[Dataset excerpts Boundary: Start]
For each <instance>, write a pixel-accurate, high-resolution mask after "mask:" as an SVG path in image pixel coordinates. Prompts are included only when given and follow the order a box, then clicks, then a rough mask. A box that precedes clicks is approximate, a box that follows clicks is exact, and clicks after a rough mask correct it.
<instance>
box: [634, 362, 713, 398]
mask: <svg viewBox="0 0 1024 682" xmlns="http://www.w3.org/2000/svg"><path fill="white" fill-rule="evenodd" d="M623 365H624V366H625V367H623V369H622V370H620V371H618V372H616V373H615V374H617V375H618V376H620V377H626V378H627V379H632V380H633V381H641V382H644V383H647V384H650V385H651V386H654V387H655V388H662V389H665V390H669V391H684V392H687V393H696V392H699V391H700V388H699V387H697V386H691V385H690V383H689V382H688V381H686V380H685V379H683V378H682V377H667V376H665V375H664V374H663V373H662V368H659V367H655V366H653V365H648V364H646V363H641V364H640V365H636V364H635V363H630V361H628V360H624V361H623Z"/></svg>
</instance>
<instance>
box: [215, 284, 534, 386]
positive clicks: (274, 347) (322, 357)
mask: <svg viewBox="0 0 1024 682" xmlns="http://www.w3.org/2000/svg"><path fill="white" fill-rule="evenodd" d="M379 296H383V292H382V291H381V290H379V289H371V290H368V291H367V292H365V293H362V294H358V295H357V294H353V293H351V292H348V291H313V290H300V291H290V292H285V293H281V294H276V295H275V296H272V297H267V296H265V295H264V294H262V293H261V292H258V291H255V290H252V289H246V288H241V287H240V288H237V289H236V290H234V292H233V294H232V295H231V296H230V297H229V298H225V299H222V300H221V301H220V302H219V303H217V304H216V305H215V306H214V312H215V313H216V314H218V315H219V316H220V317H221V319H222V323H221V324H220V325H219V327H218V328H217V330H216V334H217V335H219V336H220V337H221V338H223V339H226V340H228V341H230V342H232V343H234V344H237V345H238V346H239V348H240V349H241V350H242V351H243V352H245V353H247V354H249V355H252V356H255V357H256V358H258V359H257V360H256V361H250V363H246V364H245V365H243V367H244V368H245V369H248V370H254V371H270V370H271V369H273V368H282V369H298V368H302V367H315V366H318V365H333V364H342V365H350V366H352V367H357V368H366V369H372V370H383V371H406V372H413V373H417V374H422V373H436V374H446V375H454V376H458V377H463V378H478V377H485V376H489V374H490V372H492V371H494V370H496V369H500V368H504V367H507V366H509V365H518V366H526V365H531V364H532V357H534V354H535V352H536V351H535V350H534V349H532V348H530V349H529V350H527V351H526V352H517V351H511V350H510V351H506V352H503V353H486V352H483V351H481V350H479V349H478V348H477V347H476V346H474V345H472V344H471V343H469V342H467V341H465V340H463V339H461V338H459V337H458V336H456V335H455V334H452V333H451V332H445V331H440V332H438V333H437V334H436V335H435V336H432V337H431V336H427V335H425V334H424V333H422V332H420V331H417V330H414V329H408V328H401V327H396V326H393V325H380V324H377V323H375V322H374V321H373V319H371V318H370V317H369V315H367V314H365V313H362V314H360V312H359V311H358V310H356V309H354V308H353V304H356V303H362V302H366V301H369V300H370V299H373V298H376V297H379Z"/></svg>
[Dataset excerpts Boundary: End]
Arrange every line of the records above as a numbered list, leaving out any blank lines.

1. For each <instance>, write a pixel-accurate, high-resolution mask after "mask:" as an SVG path in image pixel coordinates. Prompts are included only when given and follow the order a box, then clicks, then a rough mask. A box that precedes clicks is approximate, a box that follows clicks is exact, and clicks after a rough mask correct it.
2. <instance>
3. box: [634, 362, 713, 398]
4. mask: <svg viewBox="0 0 1024 682" xmlns="http://www.w3.org/2000/svg"><path fill="white" fill-rule="evenodd" d="M623 365H624V366H625V367H623V369H622V370H620V371H618V372H616V373H615V374H617V375H618V376H620V377H626V378H627V379H632V380H633V381H641V382H644V383H647V384H650V385H651V386H654V387H655V388H662V389H665V390H669V391H684V392H687V393H696V392H699V391H700V388H699V387H697V386H691V385H690V383H689V382H688V381H686V380H685V379H683V378H682V377H667V376H665V375H664V374H663V373H662V368H659V367H655V366H653V365H648V364H646V363H641V364H640V365H636V364H635V363H630V361H628V360H624V361H623Z"/></svg>
5. </instance>
6. <instance>
7. box: [215, 284, 534, 386]
8. positive clicks: (274, 347) (322, 357)
9. mask: <svg viewBox="0 0 1024 682" xmlns="http://www.w3.org/2000/svg"><path fill="white" fill-rule="evenodd" d="M379 296H383V292H382V291H381V290H379V289H371V290H368V291H367V292H365V293H362V294H358V295H357V294H353V293H351V292H348V291H313V290H300V291H290V292H285V293H281V294H276V295H275V296H272V297H267V296H265V295H264V294H262V293H261V292H258V291H255V290H252V289H246V288H241V287H240V288H237V289H236V290H234V292H233V294H232V295H231V296H230V297H229V298H225V299H222V300H221V301H220V302H219V303H217V304H216V305H215V306H214V312H215V313H216V314H218V315H219V316H220V317H221V319H222V323H221V324H220V325H219V327H218V328H217V330H216V334H217V335H219V336H220V337H221V338H223V339H226V340H228V341H230V342H232V343H234V344H237V345H238V346H239V348H240V349H241V350H242V351H243V352H245V353H247V354H249V355H252V356H255V357H256V358H258V359H257V360H256V361H250V363H246V364H245V365H243V367H244V368H245V369H248V370H254V371H270V370H271V369H273V368H282V369H298V368H302V367H315V366H318V365H333V364H342V365H350V366H352V367H357V368H366V369H372V370H383V371H406V372H413V373H417V374H422V373H436V374H446V375H454V376H458V377H463V378H478V377H485V376H489V374H490V372H492V371H494V370H496V369H500V368H504V367H507V366H509V365H518V366H526V365H531V364H532V357H534V354H535V352H536V351H535V350H534V349H532V348H530V349H529V350H527V351H526V352H517V351H511V350H510V351H506V352H503V353H486V352H483V351H481V350H479V349H478V348H477V347H476V346H474V345H472V344H471V343H469V342H467V341H465V340H463V339H461V338H459V337H458V336H456V335H455V334H452V333H451V332H445V331H440V332H438V333H437V334H436V335H435V336H432V337H431V336H427V335H425V334H424V333H422V332H420V331H417V330H414V329H408V328H401V327H396V326H393V325H380V324H377V323H375V322H374V321H373V319H371V318H370V317H369V315H367V314H365V313H362V314H360V312H359V311H358V310H356V309H354V308H353V304H356V303H362V302H366V301H369V300H370V299H373V298H376V297H379Z"/></svg>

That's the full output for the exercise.